__GOAL OF THE EXERCISE__.
Each line below should be repeated exactly as it stands.

__GIVEN DATA__.
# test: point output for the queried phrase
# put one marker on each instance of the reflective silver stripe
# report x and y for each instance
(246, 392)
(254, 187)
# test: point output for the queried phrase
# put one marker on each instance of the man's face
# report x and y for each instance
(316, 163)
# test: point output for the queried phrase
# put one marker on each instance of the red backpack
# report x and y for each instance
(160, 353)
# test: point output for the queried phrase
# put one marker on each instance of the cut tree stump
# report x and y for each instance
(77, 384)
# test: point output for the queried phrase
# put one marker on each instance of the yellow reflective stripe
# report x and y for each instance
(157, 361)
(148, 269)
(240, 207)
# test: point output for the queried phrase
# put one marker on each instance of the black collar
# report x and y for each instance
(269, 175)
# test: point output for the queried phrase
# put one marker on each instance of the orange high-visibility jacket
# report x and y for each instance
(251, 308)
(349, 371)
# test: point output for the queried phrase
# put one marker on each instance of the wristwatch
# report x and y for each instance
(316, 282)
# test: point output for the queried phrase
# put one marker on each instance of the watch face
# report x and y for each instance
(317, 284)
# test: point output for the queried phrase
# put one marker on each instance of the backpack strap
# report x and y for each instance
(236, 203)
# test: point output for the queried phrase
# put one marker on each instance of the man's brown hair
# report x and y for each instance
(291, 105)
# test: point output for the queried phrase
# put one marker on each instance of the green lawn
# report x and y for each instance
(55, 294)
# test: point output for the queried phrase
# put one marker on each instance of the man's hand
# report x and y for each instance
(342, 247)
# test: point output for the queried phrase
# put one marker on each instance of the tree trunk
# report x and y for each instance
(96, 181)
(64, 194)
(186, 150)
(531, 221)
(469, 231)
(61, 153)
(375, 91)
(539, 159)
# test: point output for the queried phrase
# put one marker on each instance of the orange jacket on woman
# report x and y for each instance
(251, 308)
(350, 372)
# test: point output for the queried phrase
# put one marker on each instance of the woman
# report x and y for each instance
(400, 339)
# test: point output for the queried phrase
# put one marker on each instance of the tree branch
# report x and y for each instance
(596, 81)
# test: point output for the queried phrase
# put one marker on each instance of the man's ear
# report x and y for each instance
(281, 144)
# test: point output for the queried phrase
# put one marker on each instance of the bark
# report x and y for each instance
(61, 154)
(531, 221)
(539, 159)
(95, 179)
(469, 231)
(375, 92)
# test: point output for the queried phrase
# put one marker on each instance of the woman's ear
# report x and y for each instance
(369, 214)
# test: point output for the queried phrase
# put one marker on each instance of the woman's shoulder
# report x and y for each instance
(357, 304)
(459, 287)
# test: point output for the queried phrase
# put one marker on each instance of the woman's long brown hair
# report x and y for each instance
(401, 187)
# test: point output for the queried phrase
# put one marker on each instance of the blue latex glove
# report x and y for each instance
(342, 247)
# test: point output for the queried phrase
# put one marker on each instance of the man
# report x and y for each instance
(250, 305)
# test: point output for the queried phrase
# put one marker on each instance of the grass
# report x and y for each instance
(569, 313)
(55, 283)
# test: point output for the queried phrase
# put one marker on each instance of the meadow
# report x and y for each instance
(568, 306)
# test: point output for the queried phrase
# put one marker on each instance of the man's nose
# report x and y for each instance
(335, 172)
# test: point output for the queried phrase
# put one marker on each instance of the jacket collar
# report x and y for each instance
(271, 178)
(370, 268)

__TASK RESULT__.
# test: point output for the queried phrase
# put one marker on each instance of the reflective silver stripe
# report x and y for each instance
(246, 392)
(254, 187)
# test: point output for the queried phrase
# put one marker on each instance of the man's face
# report x and y for each instance
(316, 163)
# test: point output for the queried phrase
# put one marker on each instance of the red backpack
# report x and y for each instance
(160, 353)
# test: point output for the queried phrase
# put one marker on each instance of the cut tree stump
# report x and y for each instance
(77, 384)
# test: point output for the queried phrase
# put one marker on each instance of the yellow reflective stripe
# report x and y for each instance
(157, 361)
(148, 269)
(240, 207)
# test: point output for the queried phrase
# put one marker on each instance of the black collar
# report x and y for each instance
(269, 175)
# test: point output for the queried phrase
# put one marker on each instance of the orange high-visibility jacket
# report x and y for each instance
(251, 308)
(349, 371)
# test: point output for the queried phrase
# put one marker on each instance of the wristwatch
# report x and y for each instance
(316, 282)
# test: point output for the queried phrase
# put one marker on each instance of the watch face
# report x and y for each instance
(317, 284)
# test: point output for the queried phrase
# put one marker on each instance of the backpack strap
# report x and y for each instance
(236, 203)
# test: point output for the queried phrase
# put one marker on each instance of the man's brown hair
# report x and y for each instance
(291, 105)
# test: point output for the queried phrase
# put one marker on each instance of the green lawn
# report x and y for each instance
(55, 294)
# test: point output for the queried phrase
# put one marker on each instance of the man's hand
# report x and y for each instance
(342, 247)
# test: point output for the queried phrase
# put one marker on each instance of the tree trunk
# report x and y for each instance
(96, 181)
(64, 194)
(186, 150)
(531, 221)
(469, 231)
(61, 153)
(375, 91)
(539, 159)
# test: point output for the queried phrase
# put one marker on each instance of the orange jacket on woman
# report x and y for each instance
(251, 308)
(350, 372)
# test: point output for the queried phrase
# put one marker on each instance of the woman
# report x and y for each instance
(400, 339)
# test: point output for the queried phrase
# put one marker on each instance of the tree branch
# report x and y for each instance
(596, 81)
# test: point output for the queried phrase
# put one marker on each instance of the man's ear
# report x and y for each instance
(281, 144)
# test: point output for the queried phrase
# put one marker on each instance of the bark
# report x and y for each instance
(61, 154)
(531, 221)
(539, 159)
(95, 179)
(469, 231)
(375, 92)
# test: point output for the queried phrase
# put one marker on each instance of the woman's ear
# report x and y for each instance
(369, 214)
# test: point output for the queried phrase
# put one marker on each instance of the woman's shoulder
# report x and y for each instance
(357, 304)
(459, 287)
# test: point output for the queried phrase
# put one marker on each instance of the woman's long brown hair
# report x and y for each instance
(401, 187)
# test: point output for the queried phrase
# put one marker on each instance of the blue latex glove
# report x and y for each instance
(342, 247)
# test: point output for the queried phrase
# put one marker on each instance of the man
# report x and y for each instance
(250, 305)
# test: point output for the queried phrase
# put one marker on each instance of the grass
# report x and y for each instance
(569, 313)
(55, 283)
# test: point output for the queried phrase
# put one marker on each instance of the meadow
# report x and y for each instance
(568, 306)
# test: point output for the queried phrase
# put one marker on each instance of the man's nose
# report x and y for each instance
(335, 172)
# test: point output for the queried phrase
# put one marker on each instance of the jacket collar
# report x and y for each instance
(271, 178)
(370, 268)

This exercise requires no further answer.